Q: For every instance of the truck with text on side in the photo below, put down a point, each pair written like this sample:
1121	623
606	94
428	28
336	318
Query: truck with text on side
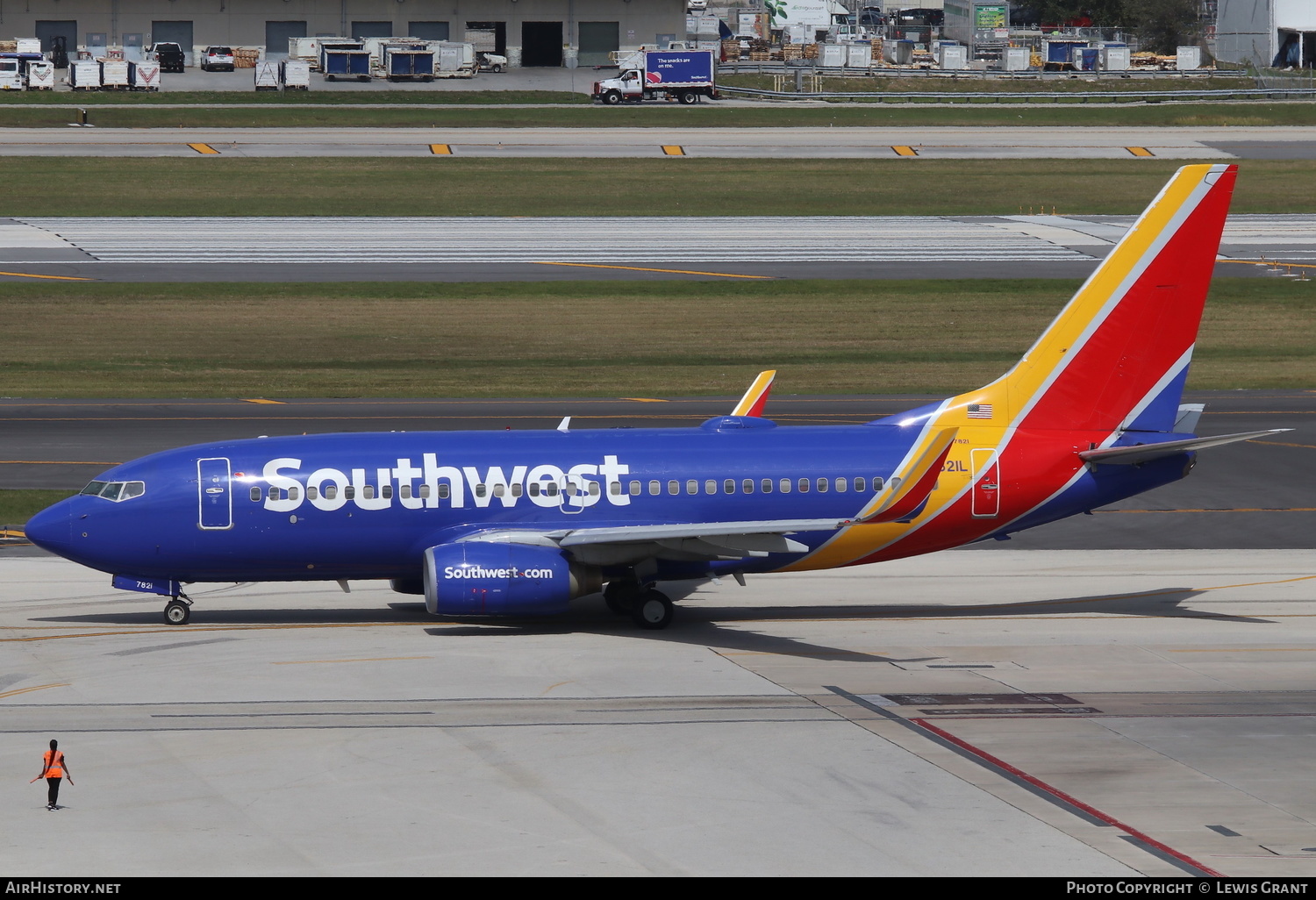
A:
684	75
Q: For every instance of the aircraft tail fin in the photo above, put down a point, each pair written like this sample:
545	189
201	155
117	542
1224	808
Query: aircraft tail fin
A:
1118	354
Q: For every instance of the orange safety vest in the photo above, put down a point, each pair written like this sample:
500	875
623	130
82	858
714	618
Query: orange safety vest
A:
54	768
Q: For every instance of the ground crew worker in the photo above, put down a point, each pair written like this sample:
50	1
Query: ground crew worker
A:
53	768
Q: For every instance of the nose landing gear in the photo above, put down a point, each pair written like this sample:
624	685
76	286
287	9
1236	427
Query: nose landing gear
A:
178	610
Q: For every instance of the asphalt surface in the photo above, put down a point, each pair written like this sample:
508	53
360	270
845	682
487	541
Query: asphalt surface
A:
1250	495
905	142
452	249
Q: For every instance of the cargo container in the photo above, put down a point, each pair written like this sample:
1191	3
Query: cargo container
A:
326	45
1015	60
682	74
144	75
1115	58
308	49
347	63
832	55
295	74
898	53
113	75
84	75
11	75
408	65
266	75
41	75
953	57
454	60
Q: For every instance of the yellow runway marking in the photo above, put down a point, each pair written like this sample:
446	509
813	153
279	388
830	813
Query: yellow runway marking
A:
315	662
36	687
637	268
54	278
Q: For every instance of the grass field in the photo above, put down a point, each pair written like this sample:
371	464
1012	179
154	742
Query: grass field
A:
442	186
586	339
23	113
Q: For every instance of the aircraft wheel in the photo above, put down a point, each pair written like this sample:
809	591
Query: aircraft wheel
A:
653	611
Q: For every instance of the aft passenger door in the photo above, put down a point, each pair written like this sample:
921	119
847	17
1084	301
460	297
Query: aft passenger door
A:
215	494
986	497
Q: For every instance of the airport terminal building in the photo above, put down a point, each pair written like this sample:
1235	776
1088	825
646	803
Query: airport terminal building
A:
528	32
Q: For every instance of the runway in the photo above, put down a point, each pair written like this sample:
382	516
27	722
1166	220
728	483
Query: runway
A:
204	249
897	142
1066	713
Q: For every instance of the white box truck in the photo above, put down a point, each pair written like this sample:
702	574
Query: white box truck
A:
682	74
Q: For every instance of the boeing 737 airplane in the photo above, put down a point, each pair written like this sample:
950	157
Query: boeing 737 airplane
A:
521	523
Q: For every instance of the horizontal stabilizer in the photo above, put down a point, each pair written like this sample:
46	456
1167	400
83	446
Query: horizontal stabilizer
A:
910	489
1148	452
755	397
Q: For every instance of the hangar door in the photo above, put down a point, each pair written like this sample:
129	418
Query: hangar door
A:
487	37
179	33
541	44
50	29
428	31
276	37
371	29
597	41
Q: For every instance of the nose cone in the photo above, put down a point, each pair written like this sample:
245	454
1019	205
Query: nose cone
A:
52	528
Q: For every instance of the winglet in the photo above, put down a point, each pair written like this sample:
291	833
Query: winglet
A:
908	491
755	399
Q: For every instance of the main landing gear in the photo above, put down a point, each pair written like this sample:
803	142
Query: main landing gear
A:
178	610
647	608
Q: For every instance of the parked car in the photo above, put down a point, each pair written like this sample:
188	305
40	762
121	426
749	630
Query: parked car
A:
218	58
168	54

---

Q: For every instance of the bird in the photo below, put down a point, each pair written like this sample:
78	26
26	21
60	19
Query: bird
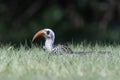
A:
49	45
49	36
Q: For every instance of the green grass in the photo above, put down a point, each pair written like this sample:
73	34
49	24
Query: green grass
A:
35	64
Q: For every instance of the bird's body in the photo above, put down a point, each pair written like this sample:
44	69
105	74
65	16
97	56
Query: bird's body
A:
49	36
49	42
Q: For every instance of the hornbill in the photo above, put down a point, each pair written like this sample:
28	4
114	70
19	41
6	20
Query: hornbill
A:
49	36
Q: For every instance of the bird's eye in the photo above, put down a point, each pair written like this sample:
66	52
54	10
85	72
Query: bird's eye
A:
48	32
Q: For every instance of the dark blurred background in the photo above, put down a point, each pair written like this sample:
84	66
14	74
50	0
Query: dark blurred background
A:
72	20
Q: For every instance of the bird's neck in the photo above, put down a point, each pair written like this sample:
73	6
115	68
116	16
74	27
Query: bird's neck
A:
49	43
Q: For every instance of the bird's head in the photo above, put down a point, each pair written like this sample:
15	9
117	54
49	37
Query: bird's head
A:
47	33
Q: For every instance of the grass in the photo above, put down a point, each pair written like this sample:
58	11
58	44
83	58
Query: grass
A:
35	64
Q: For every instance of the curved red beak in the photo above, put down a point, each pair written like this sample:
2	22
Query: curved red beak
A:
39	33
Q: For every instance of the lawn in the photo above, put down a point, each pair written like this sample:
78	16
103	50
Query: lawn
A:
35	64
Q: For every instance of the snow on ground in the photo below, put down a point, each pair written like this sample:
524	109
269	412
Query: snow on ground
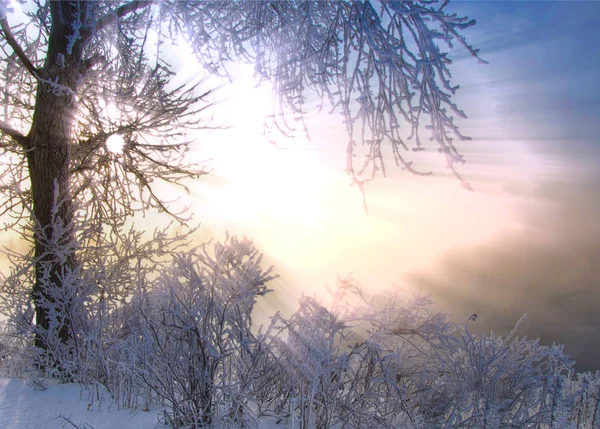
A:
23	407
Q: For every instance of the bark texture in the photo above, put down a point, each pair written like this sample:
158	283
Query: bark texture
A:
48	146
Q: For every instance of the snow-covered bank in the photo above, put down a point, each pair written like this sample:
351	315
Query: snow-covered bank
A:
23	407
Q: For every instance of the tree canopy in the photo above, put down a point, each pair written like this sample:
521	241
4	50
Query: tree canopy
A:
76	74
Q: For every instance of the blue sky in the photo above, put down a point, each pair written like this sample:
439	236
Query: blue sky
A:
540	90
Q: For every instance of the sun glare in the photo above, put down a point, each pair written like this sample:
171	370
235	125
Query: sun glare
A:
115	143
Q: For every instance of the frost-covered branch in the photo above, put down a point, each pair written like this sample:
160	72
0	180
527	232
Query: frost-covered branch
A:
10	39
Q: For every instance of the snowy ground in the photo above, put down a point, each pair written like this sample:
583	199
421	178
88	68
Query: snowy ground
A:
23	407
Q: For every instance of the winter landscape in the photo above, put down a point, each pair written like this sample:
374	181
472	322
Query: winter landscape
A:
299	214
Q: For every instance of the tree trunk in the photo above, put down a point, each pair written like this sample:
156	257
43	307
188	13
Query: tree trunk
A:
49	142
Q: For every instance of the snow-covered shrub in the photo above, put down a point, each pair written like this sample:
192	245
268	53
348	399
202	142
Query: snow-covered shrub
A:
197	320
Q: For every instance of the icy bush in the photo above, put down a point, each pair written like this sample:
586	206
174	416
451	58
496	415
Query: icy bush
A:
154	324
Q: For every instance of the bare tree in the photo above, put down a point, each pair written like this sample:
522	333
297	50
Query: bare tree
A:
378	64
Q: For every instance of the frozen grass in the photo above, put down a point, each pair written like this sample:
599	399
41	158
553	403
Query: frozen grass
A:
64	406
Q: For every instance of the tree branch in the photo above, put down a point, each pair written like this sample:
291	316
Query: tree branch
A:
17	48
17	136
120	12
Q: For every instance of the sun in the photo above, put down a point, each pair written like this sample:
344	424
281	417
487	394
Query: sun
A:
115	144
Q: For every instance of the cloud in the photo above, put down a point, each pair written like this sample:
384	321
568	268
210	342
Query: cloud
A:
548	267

## What you are asked to do
Pull out every line of the items above that contains the word "winter". Letter case counts.

## Task answer
Q: For every instance of the winter landscape in the photo above, put down a point, each pair written like this sample:
Query: winter landscape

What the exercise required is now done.